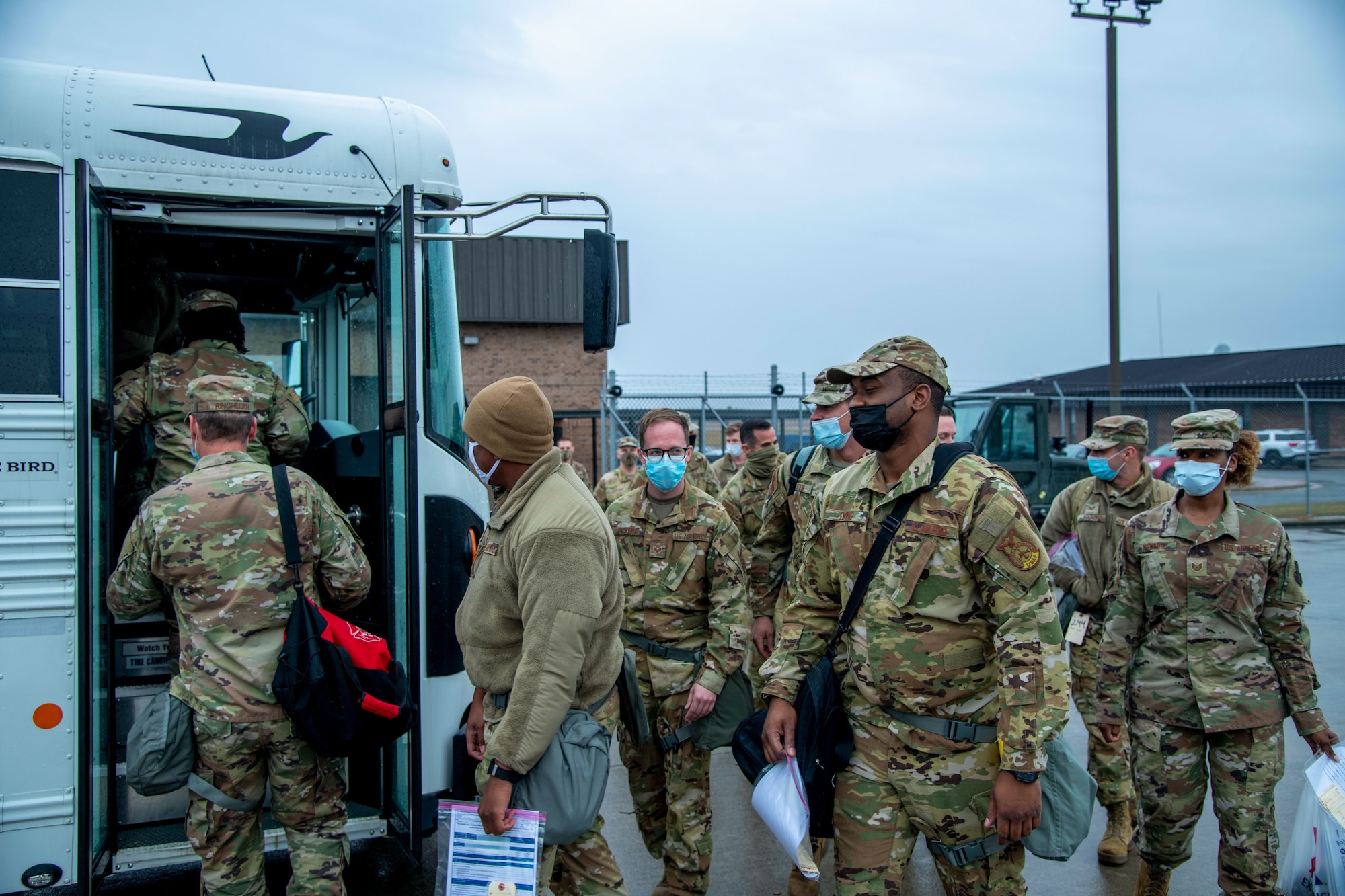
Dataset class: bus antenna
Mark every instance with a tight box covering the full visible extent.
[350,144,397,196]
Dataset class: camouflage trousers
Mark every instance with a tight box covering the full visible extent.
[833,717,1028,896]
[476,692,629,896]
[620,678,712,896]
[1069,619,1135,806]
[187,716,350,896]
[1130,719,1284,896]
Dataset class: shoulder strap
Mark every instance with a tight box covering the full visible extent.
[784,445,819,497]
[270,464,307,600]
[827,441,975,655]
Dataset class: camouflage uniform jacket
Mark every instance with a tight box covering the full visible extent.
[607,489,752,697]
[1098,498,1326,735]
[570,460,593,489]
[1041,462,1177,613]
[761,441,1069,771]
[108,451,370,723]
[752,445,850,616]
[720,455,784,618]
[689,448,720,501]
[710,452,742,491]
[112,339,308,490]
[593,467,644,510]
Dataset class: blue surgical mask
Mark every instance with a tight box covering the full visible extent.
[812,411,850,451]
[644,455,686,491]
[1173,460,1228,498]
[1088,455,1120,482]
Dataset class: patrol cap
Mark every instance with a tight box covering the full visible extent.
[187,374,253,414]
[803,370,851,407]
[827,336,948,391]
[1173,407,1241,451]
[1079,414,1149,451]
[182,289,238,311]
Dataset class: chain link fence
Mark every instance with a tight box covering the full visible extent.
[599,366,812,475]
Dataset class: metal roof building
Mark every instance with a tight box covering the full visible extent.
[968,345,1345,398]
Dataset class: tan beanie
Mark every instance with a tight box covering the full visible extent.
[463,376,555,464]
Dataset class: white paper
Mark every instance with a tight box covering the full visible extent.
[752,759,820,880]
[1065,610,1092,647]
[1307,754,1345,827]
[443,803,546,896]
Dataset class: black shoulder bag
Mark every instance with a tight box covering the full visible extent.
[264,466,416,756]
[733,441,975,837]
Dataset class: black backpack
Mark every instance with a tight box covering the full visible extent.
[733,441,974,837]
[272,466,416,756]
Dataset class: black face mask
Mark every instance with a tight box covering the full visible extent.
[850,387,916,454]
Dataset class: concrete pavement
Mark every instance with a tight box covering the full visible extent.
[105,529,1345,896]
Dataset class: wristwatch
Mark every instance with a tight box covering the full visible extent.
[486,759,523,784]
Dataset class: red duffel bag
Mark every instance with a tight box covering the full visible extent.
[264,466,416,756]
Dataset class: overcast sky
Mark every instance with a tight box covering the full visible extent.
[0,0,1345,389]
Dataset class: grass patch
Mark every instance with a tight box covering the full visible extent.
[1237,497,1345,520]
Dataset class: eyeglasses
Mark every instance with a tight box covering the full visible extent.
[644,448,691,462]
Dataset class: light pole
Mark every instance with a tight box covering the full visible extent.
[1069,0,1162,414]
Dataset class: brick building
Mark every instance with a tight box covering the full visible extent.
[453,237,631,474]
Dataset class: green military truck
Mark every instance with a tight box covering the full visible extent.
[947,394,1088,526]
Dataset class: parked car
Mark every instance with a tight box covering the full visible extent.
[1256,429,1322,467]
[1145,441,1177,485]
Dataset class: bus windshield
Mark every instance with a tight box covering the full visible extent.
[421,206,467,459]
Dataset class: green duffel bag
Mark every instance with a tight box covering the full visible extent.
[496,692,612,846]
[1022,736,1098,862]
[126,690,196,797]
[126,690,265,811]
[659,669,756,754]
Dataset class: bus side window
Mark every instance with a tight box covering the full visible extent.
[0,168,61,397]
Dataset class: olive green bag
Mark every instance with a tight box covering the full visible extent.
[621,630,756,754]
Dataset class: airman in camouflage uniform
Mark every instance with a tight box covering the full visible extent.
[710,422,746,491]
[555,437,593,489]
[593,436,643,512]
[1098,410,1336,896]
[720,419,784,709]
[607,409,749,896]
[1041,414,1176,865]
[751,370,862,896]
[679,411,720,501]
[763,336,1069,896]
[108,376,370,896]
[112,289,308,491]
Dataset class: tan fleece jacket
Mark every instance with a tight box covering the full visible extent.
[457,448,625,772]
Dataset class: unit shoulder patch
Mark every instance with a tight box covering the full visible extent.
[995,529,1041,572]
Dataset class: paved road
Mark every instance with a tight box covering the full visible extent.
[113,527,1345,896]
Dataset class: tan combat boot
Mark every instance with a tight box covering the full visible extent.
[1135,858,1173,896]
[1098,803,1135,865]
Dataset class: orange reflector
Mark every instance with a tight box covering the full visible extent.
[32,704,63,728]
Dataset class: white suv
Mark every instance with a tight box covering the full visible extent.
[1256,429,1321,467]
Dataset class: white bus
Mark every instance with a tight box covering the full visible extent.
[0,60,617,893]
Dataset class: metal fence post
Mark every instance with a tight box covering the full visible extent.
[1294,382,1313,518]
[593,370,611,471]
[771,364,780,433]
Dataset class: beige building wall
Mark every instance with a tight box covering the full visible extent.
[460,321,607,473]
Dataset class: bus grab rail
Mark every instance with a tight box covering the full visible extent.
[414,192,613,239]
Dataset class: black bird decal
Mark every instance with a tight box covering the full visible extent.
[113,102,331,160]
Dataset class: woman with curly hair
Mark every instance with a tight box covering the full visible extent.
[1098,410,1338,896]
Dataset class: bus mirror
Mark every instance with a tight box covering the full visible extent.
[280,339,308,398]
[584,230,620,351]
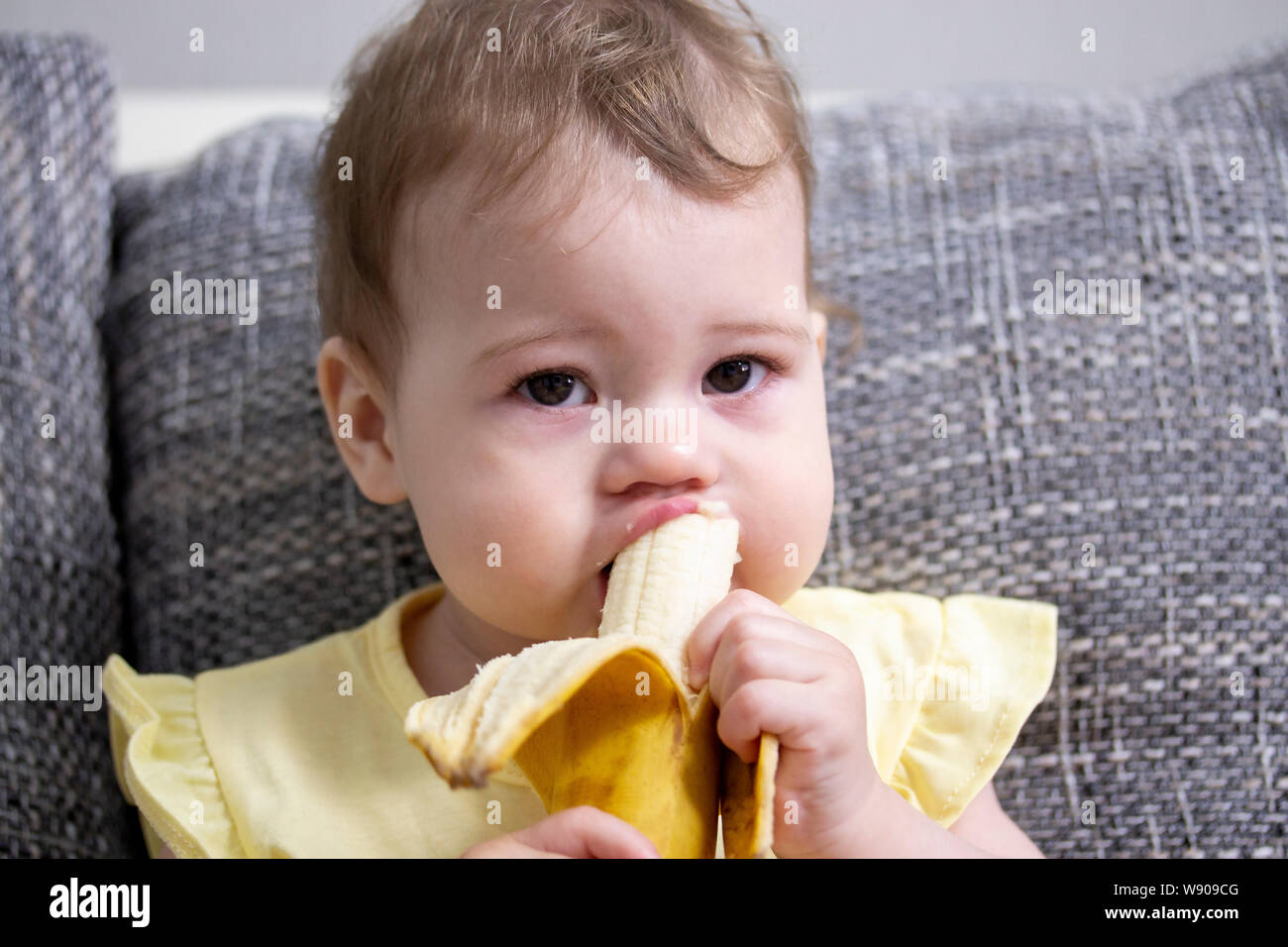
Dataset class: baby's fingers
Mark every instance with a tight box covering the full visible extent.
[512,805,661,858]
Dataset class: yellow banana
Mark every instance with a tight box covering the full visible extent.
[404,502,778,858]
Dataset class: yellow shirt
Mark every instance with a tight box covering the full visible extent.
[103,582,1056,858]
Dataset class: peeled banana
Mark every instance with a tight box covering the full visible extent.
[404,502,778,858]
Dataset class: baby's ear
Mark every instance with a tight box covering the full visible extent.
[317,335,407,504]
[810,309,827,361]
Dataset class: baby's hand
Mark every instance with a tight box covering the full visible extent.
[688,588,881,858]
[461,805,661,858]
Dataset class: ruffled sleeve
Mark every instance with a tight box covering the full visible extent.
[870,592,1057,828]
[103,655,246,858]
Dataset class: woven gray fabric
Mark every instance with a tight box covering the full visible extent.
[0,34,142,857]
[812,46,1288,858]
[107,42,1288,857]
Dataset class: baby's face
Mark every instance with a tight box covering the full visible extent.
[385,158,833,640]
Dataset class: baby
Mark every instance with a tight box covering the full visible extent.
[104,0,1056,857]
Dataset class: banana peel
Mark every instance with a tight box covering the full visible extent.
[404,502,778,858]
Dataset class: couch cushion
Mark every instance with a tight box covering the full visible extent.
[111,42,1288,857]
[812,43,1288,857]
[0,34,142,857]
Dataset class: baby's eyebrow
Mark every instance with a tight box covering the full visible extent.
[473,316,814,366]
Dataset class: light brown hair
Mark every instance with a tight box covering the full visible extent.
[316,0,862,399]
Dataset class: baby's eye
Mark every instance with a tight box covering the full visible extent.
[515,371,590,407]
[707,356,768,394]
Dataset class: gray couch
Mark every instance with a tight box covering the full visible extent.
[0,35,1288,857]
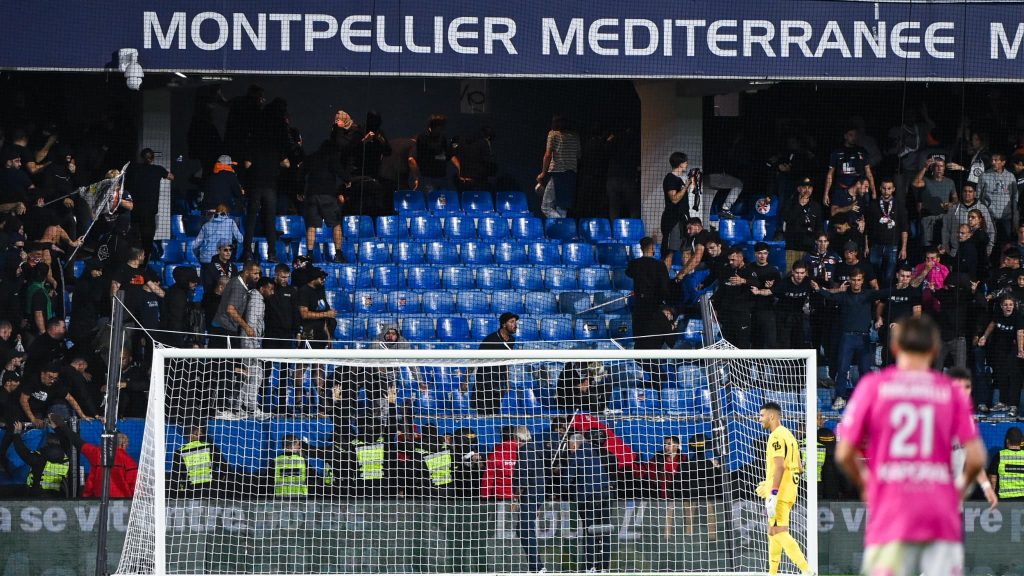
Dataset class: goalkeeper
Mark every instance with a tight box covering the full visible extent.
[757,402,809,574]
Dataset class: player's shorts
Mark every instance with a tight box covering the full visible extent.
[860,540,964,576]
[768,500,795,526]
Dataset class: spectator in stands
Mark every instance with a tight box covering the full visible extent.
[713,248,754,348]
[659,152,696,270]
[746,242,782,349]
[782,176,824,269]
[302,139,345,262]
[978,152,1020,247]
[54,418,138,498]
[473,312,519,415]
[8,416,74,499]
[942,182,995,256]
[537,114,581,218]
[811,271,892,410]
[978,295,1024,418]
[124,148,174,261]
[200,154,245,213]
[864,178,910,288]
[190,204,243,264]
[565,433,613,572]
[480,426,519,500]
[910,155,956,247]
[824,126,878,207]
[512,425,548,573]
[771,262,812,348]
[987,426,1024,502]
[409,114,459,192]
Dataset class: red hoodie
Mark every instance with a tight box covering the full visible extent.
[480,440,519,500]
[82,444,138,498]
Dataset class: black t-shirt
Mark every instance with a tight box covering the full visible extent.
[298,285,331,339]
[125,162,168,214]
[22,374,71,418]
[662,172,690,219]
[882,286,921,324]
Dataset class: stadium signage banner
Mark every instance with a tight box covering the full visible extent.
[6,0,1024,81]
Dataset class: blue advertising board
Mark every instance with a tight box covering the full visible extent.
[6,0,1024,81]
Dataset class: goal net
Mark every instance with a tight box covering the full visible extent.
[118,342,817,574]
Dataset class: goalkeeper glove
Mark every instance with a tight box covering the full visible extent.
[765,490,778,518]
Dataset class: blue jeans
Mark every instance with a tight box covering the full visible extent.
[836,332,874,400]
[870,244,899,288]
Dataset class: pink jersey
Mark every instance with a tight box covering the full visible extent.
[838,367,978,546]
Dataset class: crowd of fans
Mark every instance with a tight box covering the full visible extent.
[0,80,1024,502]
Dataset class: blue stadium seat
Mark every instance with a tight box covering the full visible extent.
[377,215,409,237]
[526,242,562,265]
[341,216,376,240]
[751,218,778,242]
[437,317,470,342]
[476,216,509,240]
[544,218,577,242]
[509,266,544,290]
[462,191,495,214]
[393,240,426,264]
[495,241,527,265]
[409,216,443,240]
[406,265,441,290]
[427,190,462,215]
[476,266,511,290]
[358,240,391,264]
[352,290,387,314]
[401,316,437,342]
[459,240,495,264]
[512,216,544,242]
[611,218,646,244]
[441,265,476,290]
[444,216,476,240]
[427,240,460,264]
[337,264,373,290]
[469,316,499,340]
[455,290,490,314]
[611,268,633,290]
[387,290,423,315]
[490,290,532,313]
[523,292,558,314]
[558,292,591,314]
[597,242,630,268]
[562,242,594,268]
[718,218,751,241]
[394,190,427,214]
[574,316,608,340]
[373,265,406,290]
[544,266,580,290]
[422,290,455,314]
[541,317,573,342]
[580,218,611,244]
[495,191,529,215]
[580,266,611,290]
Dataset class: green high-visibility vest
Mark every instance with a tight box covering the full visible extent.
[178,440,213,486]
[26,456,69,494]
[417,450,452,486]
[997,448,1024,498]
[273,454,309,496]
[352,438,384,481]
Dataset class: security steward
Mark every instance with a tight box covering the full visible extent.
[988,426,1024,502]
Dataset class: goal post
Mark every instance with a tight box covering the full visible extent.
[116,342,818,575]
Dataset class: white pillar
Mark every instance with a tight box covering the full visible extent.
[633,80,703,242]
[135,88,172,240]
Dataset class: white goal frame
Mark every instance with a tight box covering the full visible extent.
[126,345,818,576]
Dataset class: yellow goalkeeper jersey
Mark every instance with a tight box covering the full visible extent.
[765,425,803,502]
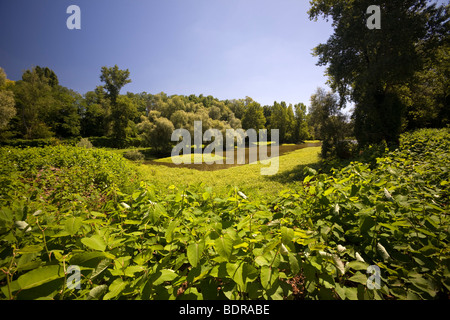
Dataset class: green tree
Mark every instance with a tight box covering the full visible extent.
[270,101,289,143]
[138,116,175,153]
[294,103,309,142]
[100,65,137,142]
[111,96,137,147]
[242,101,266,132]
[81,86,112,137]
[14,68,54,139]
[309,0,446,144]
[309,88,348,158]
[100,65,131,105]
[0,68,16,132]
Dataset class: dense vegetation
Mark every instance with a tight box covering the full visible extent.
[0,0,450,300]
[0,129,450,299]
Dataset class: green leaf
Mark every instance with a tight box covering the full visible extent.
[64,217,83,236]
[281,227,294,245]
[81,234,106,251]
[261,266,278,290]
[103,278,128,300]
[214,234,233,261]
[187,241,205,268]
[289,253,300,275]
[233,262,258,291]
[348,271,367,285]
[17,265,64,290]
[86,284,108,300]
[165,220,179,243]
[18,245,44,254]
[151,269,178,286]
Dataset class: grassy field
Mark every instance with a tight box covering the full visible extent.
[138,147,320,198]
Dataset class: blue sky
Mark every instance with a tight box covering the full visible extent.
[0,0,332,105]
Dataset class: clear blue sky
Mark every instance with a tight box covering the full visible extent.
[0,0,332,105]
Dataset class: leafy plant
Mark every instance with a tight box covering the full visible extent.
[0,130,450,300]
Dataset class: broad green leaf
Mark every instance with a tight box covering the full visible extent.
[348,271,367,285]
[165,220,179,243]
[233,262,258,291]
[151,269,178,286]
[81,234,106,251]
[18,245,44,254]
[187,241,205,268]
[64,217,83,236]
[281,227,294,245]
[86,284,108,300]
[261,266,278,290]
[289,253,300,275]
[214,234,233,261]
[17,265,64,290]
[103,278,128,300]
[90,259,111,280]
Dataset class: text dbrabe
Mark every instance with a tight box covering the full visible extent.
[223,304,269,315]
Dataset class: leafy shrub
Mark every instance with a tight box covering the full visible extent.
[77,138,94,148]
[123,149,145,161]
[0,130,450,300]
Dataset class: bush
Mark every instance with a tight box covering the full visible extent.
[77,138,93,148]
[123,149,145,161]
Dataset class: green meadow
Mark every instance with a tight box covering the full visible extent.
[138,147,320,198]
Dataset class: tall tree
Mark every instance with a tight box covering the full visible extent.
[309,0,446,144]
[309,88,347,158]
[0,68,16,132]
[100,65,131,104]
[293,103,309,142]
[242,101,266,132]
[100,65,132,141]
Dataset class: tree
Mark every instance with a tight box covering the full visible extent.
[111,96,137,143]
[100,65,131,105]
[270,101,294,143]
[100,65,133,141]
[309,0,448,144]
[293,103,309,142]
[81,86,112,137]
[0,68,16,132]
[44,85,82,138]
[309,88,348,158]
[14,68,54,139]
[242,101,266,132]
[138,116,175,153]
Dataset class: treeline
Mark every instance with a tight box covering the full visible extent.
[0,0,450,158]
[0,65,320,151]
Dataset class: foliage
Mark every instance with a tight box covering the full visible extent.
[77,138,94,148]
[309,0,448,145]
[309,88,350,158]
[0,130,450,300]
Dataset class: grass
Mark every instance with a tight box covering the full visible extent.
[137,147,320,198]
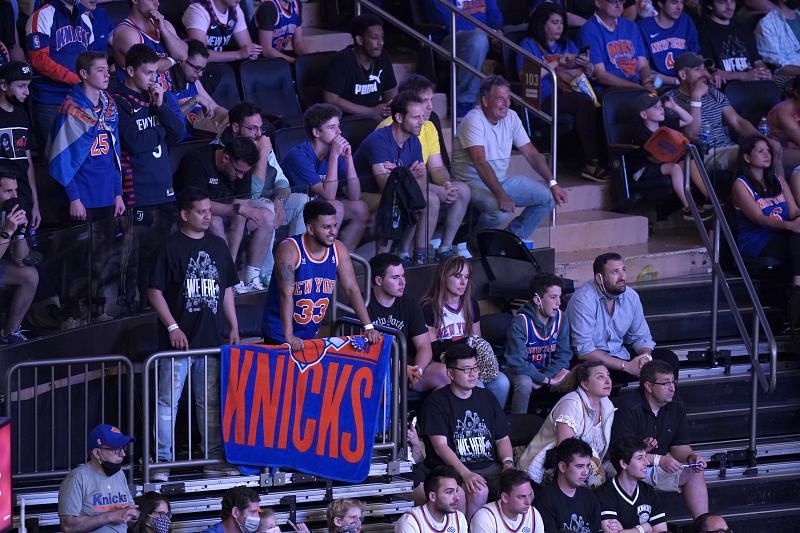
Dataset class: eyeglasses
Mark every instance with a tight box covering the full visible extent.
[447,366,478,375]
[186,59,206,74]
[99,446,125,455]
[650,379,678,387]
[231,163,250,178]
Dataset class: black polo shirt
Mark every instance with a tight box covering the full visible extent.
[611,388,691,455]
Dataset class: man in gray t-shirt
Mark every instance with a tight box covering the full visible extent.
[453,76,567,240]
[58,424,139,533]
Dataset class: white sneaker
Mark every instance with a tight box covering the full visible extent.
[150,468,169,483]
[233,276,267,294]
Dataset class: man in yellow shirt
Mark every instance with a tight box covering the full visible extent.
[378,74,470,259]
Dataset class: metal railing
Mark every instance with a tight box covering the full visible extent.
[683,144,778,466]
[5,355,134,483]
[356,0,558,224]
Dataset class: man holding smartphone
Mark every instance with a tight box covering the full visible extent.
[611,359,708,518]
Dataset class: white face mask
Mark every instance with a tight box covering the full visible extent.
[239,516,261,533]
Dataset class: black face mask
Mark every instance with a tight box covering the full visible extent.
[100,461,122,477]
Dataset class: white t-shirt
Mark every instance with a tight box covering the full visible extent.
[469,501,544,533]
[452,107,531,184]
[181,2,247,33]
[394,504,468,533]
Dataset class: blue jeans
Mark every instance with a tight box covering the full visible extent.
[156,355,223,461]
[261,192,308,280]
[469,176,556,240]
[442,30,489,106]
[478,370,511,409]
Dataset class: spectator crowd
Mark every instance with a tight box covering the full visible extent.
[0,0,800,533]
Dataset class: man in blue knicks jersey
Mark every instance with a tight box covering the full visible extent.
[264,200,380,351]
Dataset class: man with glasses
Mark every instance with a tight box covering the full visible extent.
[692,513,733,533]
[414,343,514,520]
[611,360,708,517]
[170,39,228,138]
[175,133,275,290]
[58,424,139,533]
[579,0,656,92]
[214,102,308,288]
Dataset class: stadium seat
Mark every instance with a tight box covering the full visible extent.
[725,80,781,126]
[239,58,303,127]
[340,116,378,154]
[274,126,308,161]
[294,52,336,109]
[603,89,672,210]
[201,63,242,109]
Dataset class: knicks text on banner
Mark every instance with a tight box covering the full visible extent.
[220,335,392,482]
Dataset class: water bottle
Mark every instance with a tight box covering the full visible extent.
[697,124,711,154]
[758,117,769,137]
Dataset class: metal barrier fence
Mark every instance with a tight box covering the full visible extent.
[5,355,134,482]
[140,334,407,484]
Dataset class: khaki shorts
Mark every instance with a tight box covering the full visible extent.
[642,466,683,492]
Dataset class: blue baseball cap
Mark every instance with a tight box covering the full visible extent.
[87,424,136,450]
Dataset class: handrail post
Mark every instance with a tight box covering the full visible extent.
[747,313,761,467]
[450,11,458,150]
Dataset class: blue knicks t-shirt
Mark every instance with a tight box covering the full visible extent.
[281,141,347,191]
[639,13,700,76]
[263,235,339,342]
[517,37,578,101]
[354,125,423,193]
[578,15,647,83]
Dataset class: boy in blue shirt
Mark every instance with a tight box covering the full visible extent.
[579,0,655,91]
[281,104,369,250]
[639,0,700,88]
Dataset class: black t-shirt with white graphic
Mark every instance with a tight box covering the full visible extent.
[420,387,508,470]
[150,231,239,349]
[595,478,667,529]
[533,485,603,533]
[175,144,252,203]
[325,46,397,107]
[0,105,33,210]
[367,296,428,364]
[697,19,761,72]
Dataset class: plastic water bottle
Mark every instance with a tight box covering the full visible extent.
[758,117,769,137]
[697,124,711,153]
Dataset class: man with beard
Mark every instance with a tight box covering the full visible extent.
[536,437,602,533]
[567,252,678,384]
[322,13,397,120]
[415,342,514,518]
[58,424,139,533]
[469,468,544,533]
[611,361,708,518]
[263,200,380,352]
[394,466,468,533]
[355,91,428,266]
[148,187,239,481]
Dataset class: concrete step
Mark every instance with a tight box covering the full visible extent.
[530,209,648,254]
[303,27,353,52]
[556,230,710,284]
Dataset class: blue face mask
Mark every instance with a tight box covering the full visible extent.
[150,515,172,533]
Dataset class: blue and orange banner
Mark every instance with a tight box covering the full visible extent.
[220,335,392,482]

:::::

Exercise details:
Reproduce, without alteration, the lines of the listing between the line containing "Dataset class: water bottle" and the line containing "[642,466,683,492]", inclusive.

Output for this exercise:
Dataset class: water bottle
Mark every instance with a tight box covering the full visible extent.
[697,124,711,154]
[758,117,769,137]
Dataset class: metal barrier fence
Mark every instance with a tight box covering the full visible extent.
[5,355,134,482]
[140,334,407,484]
Dataset class: khaki shorts
Mark every instance with a tight box covering the full visible extent.
[642,466,683,492]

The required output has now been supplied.